(Data entries)
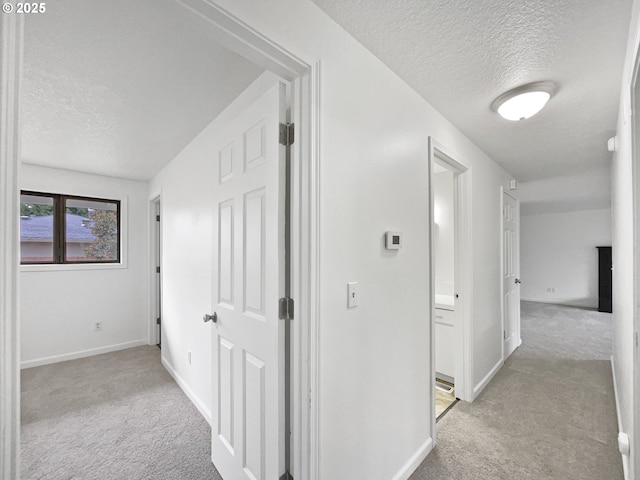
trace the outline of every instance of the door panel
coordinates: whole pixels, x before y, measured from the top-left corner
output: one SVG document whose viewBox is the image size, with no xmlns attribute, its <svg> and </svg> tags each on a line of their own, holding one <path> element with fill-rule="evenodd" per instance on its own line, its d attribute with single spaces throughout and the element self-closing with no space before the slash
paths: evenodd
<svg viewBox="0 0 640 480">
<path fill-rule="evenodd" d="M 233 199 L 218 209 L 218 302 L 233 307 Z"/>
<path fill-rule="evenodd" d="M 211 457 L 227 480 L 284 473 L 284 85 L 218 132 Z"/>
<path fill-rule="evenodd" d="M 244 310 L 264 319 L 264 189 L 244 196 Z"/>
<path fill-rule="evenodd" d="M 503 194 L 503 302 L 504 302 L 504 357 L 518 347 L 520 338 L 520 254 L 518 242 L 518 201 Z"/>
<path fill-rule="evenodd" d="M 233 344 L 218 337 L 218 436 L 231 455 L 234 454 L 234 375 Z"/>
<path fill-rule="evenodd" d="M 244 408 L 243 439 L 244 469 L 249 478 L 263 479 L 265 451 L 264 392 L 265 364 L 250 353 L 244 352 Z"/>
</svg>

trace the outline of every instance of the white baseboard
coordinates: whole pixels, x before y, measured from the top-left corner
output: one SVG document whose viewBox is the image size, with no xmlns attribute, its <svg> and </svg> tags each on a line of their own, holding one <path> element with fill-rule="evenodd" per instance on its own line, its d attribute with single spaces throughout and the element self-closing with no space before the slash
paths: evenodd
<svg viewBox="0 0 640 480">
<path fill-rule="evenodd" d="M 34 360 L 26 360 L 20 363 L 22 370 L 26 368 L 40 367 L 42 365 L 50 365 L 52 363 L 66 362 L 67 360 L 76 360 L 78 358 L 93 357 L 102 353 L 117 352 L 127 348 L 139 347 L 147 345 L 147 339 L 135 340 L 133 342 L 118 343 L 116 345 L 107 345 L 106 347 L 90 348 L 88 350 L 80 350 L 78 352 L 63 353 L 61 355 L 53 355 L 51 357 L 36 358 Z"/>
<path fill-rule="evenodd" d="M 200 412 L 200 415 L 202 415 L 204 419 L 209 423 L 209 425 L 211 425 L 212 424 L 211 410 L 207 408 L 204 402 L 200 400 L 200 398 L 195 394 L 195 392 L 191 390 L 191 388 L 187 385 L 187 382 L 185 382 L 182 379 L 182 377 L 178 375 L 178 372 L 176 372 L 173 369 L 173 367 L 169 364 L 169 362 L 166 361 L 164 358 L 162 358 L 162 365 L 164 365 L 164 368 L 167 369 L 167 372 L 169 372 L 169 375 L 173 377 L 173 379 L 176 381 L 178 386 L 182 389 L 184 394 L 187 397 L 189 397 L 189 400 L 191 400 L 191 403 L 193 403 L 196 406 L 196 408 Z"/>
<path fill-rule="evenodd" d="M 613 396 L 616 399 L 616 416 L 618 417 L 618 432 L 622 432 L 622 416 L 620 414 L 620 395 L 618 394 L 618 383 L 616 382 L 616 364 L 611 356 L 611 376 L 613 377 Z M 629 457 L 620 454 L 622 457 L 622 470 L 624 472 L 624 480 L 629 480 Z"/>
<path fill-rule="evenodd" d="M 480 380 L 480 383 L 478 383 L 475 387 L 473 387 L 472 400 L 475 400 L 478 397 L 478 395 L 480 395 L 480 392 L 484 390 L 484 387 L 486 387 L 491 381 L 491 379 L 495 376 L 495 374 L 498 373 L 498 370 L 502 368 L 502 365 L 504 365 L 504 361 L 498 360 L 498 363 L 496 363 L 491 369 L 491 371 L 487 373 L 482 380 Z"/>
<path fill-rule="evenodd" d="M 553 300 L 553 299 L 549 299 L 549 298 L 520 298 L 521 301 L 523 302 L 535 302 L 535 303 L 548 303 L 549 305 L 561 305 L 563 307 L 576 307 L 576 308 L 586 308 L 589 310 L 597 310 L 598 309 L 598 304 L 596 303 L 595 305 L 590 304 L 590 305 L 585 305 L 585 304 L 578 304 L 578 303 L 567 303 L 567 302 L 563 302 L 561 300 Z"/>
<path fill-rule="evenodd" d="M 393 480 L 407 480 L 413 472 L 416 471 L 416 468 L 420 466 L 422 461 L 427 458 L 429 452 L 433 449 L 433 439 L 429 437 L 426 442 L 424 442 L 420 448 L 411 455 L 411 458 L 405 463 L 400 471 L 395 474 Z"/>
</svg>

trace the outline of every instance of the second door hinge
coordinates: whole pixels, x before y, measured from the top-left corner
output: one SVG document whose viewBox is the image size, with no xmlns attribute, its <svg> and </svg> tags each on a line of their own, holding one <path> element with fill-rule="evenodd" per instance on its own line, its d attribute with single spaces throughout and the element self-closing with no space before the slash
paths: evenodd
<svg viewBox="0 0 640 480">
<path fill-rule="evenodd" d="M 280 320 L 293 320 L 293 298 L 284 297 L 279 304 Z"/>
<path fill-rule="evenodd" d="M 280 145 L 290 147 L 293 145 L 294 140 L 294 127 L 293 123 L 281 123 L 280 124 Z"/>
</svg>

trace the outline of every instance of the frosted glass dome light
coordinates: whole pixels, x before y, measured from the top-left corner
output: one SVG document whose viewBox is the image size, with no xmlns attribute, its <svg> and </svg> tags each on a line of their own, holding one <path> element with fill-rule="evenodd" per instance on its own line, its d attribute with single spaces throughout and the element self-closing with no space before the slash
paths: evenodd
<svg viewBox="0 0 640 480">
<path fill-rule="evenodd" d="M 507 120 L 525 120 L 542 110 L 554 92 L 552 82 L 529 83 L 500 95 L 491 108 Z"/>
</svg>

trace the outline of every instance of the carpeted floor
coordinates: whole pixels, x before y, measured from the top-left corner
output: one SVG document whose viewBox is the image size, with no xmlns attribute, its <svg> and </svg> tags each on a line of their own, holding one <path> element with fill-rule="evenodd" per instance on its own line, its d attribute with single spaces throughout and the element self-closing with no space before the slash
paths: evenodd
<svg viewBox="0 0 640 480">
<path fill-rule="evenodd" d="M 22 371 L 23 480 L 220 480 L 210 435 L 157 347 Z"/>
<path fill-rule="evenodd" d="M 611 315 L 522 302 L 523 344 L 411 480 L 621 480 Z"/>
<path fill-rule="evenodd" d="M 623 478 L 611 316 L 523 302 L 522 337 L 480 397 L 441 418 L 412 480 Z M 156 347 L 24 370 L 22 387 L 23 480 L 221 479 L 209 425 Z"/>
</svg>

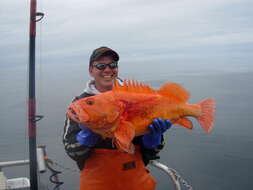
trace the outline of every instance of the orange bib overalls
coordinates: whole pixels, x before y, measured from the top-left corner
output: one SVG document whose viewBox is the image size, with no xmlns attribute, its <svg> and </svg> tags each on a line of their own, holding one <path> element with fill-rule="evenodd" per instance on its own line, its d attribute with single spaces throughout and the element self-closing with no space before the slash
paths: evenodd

*Prompt*
Omit the pictures and write out the remaining data exactly.

*Solution to this task*
trace the outline of every instance of the door panel
coordinates: whole pixels, x before y, measured from the top-left corner
output: one SVG document whose viewBox is the image size, with no xmlns attribute, its <svg> and </svg> tags each on a line of their own, holding one <path> element with fill-rule="evenodd" per instance on its own line, its d attribute with single spaces throughout and the element self-closing with no space before the slash
paths: evenodd
<svg viewBox="0 0 640 480">
<path fill-rule="evenodd" d="M 233 199 L 218 209 L 218 302 L 233 307 Z"/>
<path fill-rule="evenodd" d="M 211 457 L 227 480 L 284 473 L 284 85 L 218 132 Z"/>
<path fill-rule="evenodd" d="M 244 310 L 264 319 L 264 189 L 244 196 Z"/>
<path fill-rule="evenodd" d="M 503 194 L 503 302 L 504 302 L 504 357 L 518 347 L 520 338 L 520 254 L 518 242 L 518 201 Z"/>
<path fill-rule="evenodd" d="M 233 344 L 218 337 L 218 436 L 231 455 L 234 454 L 234 375 Z"/>
<path fill-rule="evenodd" d="M 244 408 L 243 439 L 244 469 L 249 478 L 263 479 L 265 451 L 264 392 L 265 364 L 250 353 L 244 352 Z"/>
</svg>

trace the outline of every instance of the white baseboard
coordinates: whole pixels, x before y, measured from the top-left corner
output: one SVG document whose viewBox is the image size, with no xmlns attribute, its <svg> and </svg> tags each on a line of their own, holding one <path> element with fill-rule="evenodd" per instance on its own line, its d attribute with single spaces throughout and the element self-closing with no space before the slash
paths: evenodd
<svg viewBox="0 0 640 480">
<path fill-rule="evenodd" d="M 34 360 L 26 360 L 20 363 L 22 370 L 26 368 L 40 367 L 42 365 L 50 365 L 52 363 L 66 362 L 67 360 L 76 360 L 78 358 L 93 357 L 102 353 L 117 352 L 127 348 L 139 347 L 147 345 L 147 339 L 135 340 L 133 342 L 118 343 L 116 345 L 107 345 L 106 347 L 90 348 L 88 350 L 80 350 L 78 352 L 63 353 L 61 355 L 53 355 L 51 357 L 36 358 Z"/>
<path fill-rule="evenodd" d="M 200 412 L 200 415 L 202 415 L 204 419 L 209 423 L 209 425 L 211 425 L 212 424 L 211 410 L 207 408 L 204 402 L 200 400 L 200 398 L 195 394 L 195 392 L 191 390 L 191 388 L 187 385 L 187 382 L 185 382 L 182 379 L 182 377 L 178 375 L 178 372 L 176 372 L 173 369 L 173 367 L 169 364 L 169 362 L 166 361 L 164 358 L 162 358 L 162 365 L 164 365 L 164 368 L 167 369 L 167 372 L 169 372 L 169 375 L 173 377 L 173 379 L 176 381 L 178 386 L 182 389 L 184 394 L 187 397 L 189 397 L 189 400 L 191 400 L 191 403 L 193 403 L 196 406 L 196 408 Z"/>
<path fill-rule="evenodd" d="M 613 396 L 616 399 L 616 416 L 618 417 L 618 432 L 622 432 L 622 416 L 620 414 L 620 395 L 618 394 L 618 383 L 616 382 L 616 364 L 611 356 L 611 376 L 613 377 Z M 629 457 L 620 454 L 622 457 L 622 470 L 624 472 L 624 480 L 629 480 Z"/>
<path fill-rule="evenodd" d="M 480 380 L 480 383 L 478 383 L 475 387 L 473 387 L 472 400 L 475 400 L 478 397 L 478 395 L 480 395 L 480 392 L 484 390 L 484 387 L 486 387 L 491 381 L 491 379 L 495 376 L 495 374 L 498 373 L 498 370 L 502 368 L 502 365 L 504 365 L 504 361 L 498 360 L 498 363 L 496 363 L 491 369 L 491 371 L 487 373 L 482 380 Z"/>
<path fill-rule="evenodd" d="M 553 300 L 553 299 L 549 299 L 549 298 L 520 298 L 521 301 L 523 302 L 535 302 L 535 303 L 548 303 L 549 305 L 561 305 L 563 307 L 576 307 L 576 308 L 586 308 L 589 310 L 597 310 L 598 309 L 598 304 L 596 303 L 595 305 L 590 304 L 590 305 L 585 305 L 585 304 L 578 304 L 578 303 L 567 303 L 567 302 L 563 302 L 561 300 Z"/>
<path fill-rule="evenodd" d="M 393 480 L 407 480 L 413 472 L 416 471 L 416 468 L 420 466 L 422 461 L 427 458 L 429 452 L 433 449 L 433 439 L 429 437 L 426 442 L 424 442 L 420 448 L 411 455 L 411 458 L 405 463 L 400 471 L 395 474 Z"/>
</svg>

trace the outline of every instance of the second door hinge
coordinates: whole pixels, x before y, measured from the top-left corner
output: one SVG document whose viewBox is the image size, with no xmlns attribute, its <svg> and </svg> tags each on a line of their own, holding one <path> element with fill-rule="evenodd" per instance on its own line, its d attribute with single spaces throughout and the element self-closing with no space before the slash
paths: evenodd
<svg viewBox="0 0 640 480">
<path fill-rule="evenodd" d="M 280 320 L 293 320 L 293 298 L 284 297 L 279 304 Z"/>
<path fill-rule="evenodd" d="M 280 145 L 290 147 L 293 145 L 294 140 L 294 127 L 293 123 L 281 123 L 280 124 Z"/>
</svg>

trace the outline of every instance of the frosted glass dome light
coordinates: whole pixels, x before y, measured from the top-left corner
output: one SVG document whose viewBox is the image size, with no xmlns attribute, its <svg> and </svg> tags each on a line of their own, holding one <path> element with fill-rule="evenodd" per instance on its own line, its d attribute with single spaces throughout and the element self-closing with no space before the slash
paths: evenodd
<svg viewBox="0 0 640 480">
<path fill-rule="evenodd" d="M 507 120 L 525 120 L 542 110 L 554 92 L 552 82 L 529 83 L 500 95 L 491 108 Z"/>
</svg>

trace the outline of every instance of the carpeted floor
coordinates: whole pixels, x before y, measured from the top-left corner
output: one SVG document whose viewBox is the image size, with no xmlns attribute, its <svg> and </svg> tags each on a line of their own, holding one <path> element with fill-rule="evenodd" per instance on its own line, its d attribute with single spaces throughout and the element self-closing with no space before the slash
paths: evenodd
<svg viewBox="0 0 640 480">
<path fill-rule="evenodd" d="M 22 371 L 23 480 L 220 480 L 210 435 L 157 347 Z"/>
<path fill-rule="evenodd" d="M 611 315 L 522 302 L 523 344 L 411 480 L 621 480 Z"/>
<path fill-rule="evenodd" d="M 623 478 L 611 316 L 523 302 L 522 337 L 480 397 L 441 418 L 412 480 Z M 156 347 L 24 370 L 22 387 L 23 480 L 221 479 L 209 425 Z"/>
</svg>

trace the outline of every instance of the orange bib overalls
coordinates: whole pixels, x before y, measured from the top-left corner
output: one SVG document whose viewBox is the image size, with no xmlns attribute, its <svg> and </svg> tags each on a line of their own, holding one <path> element with fill-rule="evenodd" per instance on its own line, its d attribute with single spaces throughout and the element self-closing with no space before the slash
paths: evenodd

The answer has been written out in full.